For preemptive equipment maintenance, you can use data gathered from pumps, production, and subsurface readings to develop algorithms that can predict equipment failure. Given the added pressure on oil companies to extend the meantime between failures (MTBF) for field equipment and to extend the useful life of hardware such as pumps, having the ability to predict pump failure and correct the problem before it disrupts production represents tens of thousands or even millions of dollars in potentially lost revenue.

Prescriptive analytics is also making oil production more efficient. For example, with many fracking operations only a small portion of available shale oil is actually extracted. Using prescriptive analytics, you can make improvements that will make the next well more productive and cost-effective. For example, many shale producers are drilling unfinished wells because they have to drill to keep their lease, and a new lease could cost as much as five times more. Drilling is only 30 percent of well completion costs where fracking is 70 percent, so prescriptive analytics can be used to model where to drill and when to maintain potentially productive land leases.

Prescriptive Analytics Is the Deciding Factor Between Profit and Loss

The application of big data techniques in oil exploration and production is not new, but harnessing that data for prescriptive analytics continues to yield previously unforeseen benefits. Prescriptive data can not only show you where to drill, but it can help determine well productivity to assess ROI and optimize production while improving safety and mitigating risk. As petroleum producers continue to feel the pressure to deliver more oil and gas in a shorter time with fewer resources, prescriptive analytics could be the deciding factor between profit and loss.

■ **Supplied data**:
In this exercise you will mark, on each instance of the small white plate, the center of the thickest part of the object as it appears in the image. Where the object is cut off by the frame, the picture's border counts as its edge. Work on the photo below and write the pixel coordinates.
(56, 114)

■ **Exercise instructions**:
a: Translate this sentence from the passage on prescriptive analytics into Spanish: "Prescriptive analytics is also making oil production more efficient."
b: From the passage on prescriptive analytics, copy word for word the part from "The application of" up to and including "profit and loss.".

■ **Results for the exercise**:
a: La analítica prescriptiva también está haciendo más eficiente la producción de petróleo.

b:
The application of big data techniques in oil exploration and production is not new, but harnessing that data for prescriptive analytics continues to yield previously unforeseen benefits. Prescriptive data can not only show you where to drill, but it can help determine well productivity to assess ROI and optimize production while improving safety and mitigating risk. As petroleum producers continue to feel the pressure to deliver more oil and gas in a shorter time with fewer resources, prescriptive analytics could be the deciding factor between profit and loss.